■ GIVEN REQUEST A:
Which nationalities does the Spokane Free Speech Fight excerpt name among the people arrested who were not American citizens?
■ GIVEN REQUEST B:
Edit the Spokane Free Speech Fight excerpt: give the passage between "Spokane authorities responded" and "were immediately arrested.", inclusive, with "bravado" replaced by "defiance".
■ GIVEN REQUEST C:
Answer these questions from the Spokane Free Speech Fight excerpt:
(i) Where did the police chief prepare a special "rockpile" for the new inmates?
(ii) What did the arrest total reach by the day after Free Speech Day?
(iii) What headline did The Spokane Press run about conditions in the jail?

■ PAGE EXTRACT:
========================
The Wobblies were outraged at what they saw as abridgement of their constitutional rights. So they declared Nov. 2, 1909, to be Free Speech Day and issued a nationwide call for people to come “and fill the jails of Spokane.” The idea was to protest the law by violating it en masse and straining the city’s resources.

Spokane authorities responded with bravado. Police Chief John T. Sullivan claimed he had jail accommodations for 500 and prepared a special “rockpile” at Monroe and Broadway for his new inmates.

When Nov. 2 arrived, both sides played their roles. Dozens of men and women stepped up to soapboxes at Stevens Street and Front Avenue (now Spokane Falls Boulevard) and were immediately arrested.

One city detective saw a man about to get up on a soapbox and said, “Come this way, please.”

“I’m an American citizen and I want my rights,” replied the man.

“That’s what they all say,” said the detective, who proceeded to smash the box so “that it might not serve for any more unkempt Ciceros,” according to The Spokesman-Review.

Police also raided the IWW hall and arrested the editor of the IWW’s West Coast weekly newspaper, which was published in Spokane, and several “girl agitators.” Suffragettes and the city’s “club women” had enthusiastically joined the cause.

The day’s batch numbered about 103 people, all of whom spent the night in the city’s jail. Already word was leaking out of overcrowding and rough conditions.

“If people insist on crowding the jail, then they can’t complain because the jail is crowded,” said the unsympathetic police chief.

The Wobblies defiantly announced that the Free Speech Fight was just getting started. By the next day, the arrest total reached 150. On Nov. 4, the city’s fire hoses were turned loose on an orator at Front and Stevens.

“His words, ‘Feller workers,’ were cut short with a cold, blinding stream of water,” reported The Spokesman-Review. “… The crowd scattered in every direction.”

Spokane was making national news. The reaction of local citizens can be gauged in part by the editorials in the local newspapers. The city’s two dominant newspapers, The Spokesman-Review and the Chronicle, were uniformly unsympathetic toward the Wobblies and their cause.

The Chronicle editor called them “professional tramps and hoboes.” The Spokesman-Review editor called them “anarchists,” “chronic agitators,” “loafers” and “shiftless, irresponsible, indolent men.”

As for free speech, they found no merit in the Wobblies’ cause.

The Spokesman-Review called the anti-street-speaking ordinance “reasonable and necessary.” It said that the Wobblies could hold all of the meetings they want outside the “fire limits” or on vacant lots or in halls, but they did not have the right to “obstruct business streets and sidewalks” and “force their doctrines” upon the unwilling ears of the citizens of Spokane.

The Spokane Press, which called itself the “people’s paper,” had a different perspective. It advocated immediately modifying the street-speaking law to allow citizens to “go ahead and spiel.”

“Citizens of Spokane, the members of the IWW are American citizens,” wrote the editor of the Press. “Remember that. Free speech is an inherent right.”

But the city’s establishment was in no mood to compromise. The papers got plenty of mileage out of the fact that 40 percent of those arrested were not American citizens – many were German, Swedish, Italian and Irish.

As arrests mounted into the hundreds, conditions in jail emerged as the most incendiary issue. The Spokane Press ran a headline screaming, “Human Bedlam in the City Bastille.”
========================
■ SOURCE MATERIAL:
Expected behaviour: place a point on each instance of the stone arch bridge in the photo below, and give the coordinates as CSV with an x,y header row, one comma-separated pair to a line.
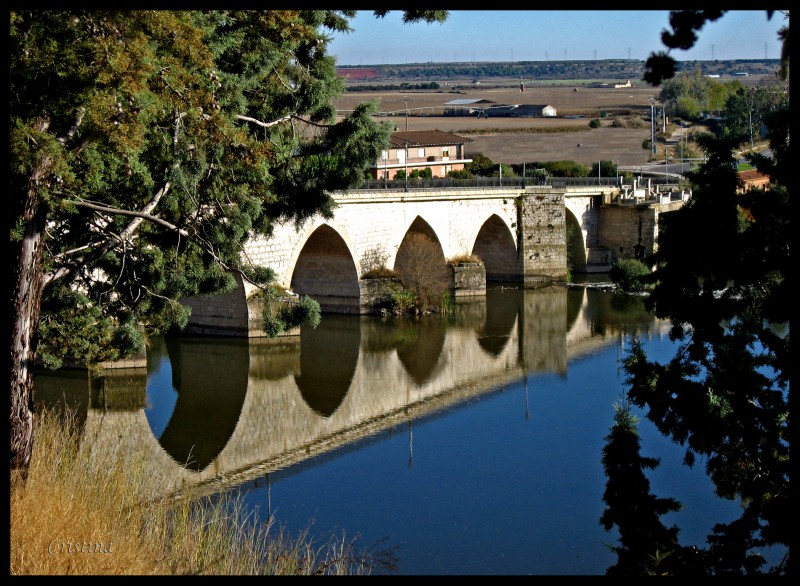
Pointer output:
x,y
521,234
========================
■ WORKED ANSWER A:
German, Swedish, Italian and Irish.

■ WORKED ANSWER B:
Spokane authorities responded with defiance. Police Chief John T. Sullivan claimed he had jail accommodations for 500 and prepared a special “rockpile” at Monroe and Broadway for his new inmates.

When Nov. 2 arrived, both sides played their roles. Dozens of men and women stepped up to soapboxes at Stevens Street and Front Avenue (now Spokane Falls Boulevard) and were immediately arrested.

■ WORKED ANSWER C:
(i) At Monroe and Broadway.
(ii) 150.
(iii) "Human Bedlam in the City Bastille."